Directive 1
In the forum thread below, what did fokker say he had read you can do before each shot to shrink a model's pupils?

# large pupils



## 12sndsgood (Mar 7, 2012)

Okay. so editing some pics of Casey that I shot saturday, noticing she has very large pupils. im guessing it was due to the room being darker, i usually close the blinds and curtain and keep the lights off so that the light doesnt fight with my flashes it was still daytime so its not like it was super dark, am i making to bid a deal out of closing the curtains and such. is there a way around this. could it be just her because when i shot danielle and her son the week before it wasn't nearly as noticable as it was on casey.




think im just noticing them because her eyes are so light colored they just stand out allot more. 

still would be interested to see what sort of other light or lack of light you guys have going on when your in a studio type setup.


----------



## fokker (Mar 7, 2012)

Never tried it but I've read that you can shine a flashlight at the face of your model before each shot to shrink the pupils down some. Probably easier to just have some lights on though.

It does look weird having ultra large pupils, makes people look like they're on drugs.


----------



## Bossy (Mar 7, 2012)

I'm sorry, whats the question? Dark room, large pupils, light room, small pupils. If you are using flash why not just have some lights on in the room? ​


----------



## 12sndsgood (Mar 7, 2012)

yeah i was flipping back to her picture, then a few others and it seems just her eyes are such a light blue, almost grey that her pupils just stand out bigtime. i think when i photo her next time i might try the flashlight trick or try and get the light up better to get them smaller.


----------



## Bossy (Mar 7, 2012)

Try something. Go to your studio set up without the flash, with window open, closed, and lights on, and take a picture of each at your flash settings. Come back and report what the image looks like ​


----------



## 12sndsgood (Mar 7, 2012)

well i was worried about the light interfering with the flash. the only real light in the room is the ceiling light which was almost directly over where my model would stand. was just worried about the diffrence in light.  guess i could possibly gell all my flashes. but i figured turning the light off would be an easier solution. which it seemed to be until Casey came along.


----------



## 12sndsgood (Mar 7, 2012)

Bossy said:


> Try something. Go to your studio set up without the flash, with window open, closed, and lights on, and take a picture of each at your flash settings. Come back and report what the image looks like




i'll do that next time i get a chance.


----------



## Big Mike (Mar 8, 2012)

Directive 2
Identify each line of the listing that contains the string "grass".

Pointing and labeling entries
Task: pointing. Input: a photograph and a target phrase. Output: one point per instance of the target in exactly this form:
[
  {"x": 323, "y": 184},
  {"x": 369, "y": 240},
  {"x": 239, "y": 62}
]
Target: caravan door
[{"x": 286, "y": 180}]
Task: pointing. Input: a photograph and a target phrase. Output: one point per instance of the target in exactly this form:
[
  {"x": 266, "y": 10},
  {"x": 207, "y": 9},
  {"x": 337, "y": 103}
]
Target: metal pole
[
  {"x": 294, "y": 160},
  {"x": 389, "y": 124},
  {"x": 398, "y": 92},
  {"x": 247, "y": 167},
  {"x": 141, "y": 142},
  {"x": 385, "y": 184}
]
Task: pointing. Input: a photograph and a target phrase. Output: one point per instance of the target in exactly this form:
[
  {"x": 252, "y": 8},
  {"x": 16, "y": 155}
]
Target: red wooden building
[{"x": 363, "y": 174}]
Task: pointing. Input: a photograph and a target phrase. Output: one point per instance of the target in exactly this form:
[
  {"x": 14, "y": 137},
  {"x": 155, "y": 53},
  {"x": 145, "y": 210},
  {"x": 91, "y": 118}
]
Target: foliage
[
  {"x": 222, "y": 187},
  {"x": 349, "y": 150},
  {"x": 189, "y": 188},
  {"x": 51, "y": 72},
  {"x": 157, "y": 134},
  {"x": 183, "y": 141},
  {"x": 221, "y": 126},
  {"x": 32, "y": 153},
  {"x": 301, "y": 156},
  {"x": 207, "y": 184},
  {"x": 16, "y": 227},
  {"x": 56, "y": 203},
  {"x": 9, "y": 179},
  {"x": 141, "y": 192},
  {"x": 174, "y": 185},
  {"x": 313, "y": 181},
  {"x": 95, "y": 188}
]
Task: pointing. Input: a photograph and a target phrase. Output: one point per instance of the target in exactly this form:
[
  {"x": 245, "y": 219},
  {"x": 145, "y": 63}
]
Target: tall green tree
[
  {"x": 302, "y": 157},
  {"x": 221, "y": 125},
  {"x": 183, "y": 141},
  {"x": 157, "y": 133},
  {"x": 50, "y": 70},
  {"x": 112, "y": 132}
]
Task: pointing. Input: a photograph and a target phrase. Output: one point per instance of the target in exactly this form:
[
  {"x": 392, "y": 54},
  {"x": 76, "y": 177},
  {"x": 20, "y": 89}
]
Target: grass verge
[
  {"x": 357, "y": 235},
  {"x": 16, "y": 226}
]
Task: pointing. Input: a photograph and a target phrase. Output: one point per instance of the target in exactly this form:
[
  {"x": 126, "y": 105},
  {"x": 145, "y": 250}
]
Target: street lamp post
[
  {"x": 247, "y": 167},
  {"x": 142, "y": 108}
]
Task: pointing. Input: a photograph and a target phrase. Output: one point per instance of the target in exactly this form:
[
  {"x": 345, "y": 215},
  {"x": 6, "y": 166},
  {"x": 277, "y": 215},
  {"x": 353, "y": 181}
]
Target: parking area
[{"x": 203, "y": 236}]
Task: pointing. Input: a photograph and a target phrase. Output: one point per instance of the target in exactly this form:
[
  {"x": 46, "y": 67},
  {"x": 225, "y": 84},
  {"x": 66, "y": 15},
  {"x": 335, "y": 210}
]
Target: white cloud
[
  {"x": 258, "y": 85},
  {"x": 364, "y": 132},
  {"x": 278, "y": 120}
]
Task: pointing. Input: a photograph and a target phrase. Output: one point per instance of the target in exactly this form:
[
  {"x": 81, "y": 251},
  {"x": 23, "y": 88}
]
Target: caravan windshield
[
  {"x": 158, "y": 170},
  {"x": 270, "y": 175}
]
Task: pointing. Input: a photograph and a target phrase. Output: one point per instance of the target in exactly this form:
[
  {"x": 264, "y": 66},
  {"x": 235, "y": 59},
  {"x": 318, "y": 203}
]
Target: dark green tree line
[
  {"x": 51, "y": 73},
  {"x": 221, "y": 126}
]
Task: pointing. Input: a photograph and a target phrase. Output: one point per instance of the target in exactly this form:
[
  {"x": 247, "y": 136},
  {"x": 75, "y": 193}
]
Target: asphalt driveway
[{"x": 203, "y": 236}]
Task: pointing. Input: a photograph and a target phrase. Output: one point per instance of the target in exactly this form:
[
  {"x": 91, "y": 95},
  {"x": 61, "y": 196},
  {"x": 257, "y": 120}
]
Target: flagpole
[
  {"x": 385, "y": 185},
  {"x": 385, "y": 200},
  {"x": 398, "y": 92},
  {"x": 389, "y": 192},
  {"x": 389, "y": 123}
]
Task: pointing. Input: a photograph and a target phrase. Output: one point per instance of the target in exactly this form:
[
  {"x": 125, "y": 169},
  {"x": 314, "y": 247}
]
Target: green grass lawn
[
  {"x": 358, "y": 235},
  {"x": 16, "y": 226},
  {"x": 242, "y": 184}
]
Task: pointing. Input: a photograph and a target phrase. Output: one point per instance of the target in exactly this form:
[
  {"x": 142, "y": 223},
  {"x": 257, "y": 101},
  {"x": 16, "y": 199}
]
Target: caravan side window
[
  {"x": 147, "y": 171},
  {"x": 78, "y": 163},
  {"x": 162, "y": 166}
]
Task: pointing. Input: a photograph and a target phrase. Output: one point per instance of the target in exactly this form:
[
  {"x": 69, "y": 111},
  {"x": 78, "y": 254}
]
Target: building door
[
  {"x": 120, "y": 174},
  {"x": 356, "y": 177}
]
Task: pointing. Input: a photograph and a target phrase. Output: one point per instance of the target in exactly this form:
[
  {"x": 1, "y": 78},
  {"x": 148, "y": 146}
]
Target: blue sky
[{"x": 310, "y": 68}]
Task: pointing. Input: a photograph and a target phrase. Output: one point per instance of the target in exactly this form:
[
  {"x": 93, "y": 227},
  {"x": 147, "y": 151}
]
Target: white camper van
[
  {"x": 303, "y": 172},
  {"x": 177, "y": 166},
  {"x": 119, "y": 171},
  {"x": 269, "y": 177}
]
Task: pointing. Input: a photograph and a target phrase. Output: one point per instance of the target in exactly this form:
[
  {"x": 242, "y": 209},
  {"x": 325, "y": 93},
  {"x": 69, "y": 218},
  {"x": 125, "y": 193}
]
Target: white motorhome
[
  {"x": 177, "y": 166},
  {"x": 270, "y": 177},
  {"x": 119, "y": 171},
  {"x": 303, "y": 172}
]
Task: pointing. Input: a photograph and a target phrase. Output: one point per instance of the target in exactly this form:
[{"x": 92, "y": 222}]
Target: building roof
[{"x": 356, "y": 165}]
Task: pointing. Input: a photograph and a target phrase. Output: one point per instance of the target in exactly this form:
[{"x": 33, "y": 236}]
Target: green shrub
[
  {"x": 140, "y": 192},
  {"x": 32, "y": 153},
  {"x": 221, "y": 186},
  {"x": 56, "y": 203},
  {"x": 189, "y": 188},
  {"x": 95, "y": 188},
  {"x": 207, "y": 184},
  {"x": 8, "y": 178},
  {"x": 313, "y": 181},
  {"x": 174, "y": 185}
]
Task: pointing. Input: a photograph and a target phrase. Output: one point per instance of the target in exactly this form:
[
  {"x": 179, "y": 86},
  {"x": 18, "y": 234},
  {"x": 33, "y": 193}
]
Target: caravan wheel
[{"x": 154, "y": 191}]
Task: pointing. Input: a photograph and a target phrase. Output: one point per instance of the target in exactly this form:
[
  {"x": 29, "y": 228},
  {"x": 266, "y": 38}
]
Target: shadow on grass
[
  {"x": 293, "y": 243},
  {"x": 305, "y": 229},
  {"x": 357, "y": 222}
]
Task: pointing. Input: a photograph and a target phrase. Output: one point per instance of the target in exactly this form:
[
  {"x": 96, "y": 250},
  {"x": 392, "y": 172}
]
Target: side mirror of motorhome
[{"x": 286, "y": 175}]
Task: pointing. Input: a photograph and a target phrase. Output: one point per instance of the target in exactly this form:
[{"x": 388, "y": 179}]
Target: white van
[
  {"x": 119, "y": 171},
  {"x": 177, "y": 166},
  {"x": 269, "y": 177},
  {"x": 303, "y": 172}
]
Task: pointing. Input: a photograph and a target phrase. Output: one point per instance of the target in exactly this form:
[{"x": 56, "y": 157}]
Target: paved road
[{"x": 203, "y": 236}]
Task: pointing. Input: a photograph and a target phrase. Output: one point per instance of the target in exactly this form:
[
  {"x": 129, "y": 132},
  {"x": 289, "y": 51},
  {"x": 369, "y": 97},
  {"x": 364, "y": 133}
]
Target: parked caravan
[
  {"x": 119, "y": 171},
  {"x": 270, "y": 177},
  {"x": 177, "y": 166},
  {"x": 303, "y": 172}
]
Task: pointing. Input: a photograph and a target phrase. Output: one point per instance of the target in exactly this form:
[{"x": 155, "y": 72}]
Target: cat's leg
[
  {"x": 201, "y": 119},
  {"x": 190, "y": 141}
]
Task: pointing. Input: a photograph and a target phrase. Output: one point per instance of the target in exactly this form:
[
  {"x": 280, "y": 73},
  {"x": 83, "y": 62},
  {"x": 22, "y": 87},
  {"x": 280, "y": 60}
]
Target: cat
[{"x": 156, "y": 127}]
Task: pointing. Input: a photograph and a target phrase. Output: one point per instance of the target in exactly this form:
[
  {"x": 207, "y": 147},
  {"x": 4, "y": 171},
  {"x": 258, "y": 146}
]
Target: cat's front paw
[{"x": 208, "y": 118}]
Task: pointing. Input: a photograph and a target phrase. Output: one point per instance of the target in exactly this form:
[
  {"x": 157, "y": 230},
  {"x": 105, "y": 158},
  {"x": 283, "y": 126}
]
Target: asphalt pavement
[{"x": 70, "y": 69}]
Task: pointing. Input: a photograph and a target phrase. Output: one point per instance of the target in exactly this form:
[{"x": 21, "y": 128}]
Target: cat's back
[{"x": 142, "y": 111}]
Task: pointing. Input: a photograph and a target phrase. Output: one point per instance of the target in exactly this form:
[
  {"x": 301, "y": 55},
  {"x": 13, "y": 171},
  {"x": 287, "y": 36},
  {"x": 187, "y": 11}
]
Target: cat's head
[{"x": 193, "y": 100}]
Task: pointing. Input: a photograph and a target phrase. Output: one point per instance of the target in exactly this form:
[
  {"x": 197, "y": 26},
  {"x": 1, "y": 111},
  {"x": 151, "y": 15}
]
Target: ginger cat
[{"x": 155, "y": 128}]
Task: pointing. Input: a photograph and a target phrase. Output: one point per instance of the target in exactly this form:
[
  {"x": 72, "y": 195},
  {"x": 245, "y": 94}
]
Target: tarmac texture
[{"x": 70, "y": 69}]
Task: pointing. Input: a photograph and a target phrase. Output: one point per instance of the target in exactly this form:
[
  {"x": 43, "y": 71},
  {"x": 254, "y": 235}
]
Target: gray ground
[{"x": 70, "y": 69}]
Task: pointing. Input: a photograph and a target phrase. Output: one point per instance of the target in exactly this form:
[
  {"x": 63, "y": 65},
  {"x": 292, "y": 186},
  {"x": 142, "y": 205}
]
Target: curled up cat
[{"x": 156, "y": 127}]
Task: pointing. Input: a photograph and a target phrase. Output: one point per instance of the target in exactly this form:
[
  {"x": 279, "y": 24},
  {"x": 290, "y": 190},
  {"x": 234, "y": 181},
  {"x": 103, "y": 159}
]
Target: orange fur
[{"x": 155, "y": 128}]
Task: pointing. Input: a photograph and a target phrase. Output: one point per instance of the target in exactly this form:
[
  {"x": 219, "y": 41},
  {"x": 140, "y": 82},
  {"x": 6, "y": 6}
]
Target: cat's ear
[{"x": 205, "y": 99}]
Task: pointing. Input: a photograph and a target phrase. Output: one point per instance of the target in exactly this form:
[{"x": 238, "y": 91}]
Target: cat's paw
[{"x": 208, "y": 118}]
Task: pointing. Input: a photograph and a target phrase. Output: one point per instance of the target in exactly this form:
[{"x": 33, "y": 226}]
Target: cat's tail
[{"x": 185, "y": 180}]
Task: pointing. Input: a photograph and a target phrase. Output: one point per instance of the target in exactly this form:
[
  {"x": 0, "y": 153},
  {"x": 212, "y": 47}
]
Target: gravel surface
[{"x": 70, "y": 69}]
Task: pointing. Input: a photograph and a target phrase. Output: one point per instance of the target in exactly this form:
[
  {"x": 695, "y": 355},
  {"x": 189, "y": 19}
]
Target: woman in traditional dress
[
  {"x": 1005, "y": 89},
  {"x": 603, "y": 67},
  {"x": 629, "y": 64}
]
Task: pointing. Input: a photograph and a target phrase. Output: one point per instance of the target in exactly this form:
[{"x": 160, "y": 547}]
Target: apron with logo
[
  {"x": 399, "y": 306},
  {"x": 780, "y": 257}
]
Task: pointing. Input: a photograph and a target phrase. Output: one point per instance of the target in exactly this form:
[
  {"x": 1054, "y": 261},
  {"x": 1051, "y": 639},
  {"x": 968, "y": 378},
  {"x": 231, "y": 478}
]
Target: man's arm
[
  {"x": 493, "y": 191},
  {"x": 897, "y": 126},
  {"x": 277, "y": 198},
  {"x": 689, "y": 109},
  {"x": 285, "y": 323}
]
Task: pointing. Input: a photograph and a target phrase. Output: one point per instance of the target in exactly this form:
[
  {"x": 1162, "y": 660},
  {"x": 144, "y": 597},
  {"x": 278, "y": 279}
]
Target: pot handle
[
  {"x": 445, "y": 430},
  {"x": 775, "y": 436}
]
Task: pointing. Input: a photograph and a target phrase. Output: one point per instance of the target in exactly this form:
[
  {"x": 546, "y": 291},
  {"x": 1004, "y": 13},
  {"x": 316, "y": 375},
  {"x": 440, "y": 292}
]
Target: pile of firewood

Right answer 1
Shine a flashlight at the model's face.

Right answer 2
Target: grass verge
Target: green grass lawn
Target: shadow on grass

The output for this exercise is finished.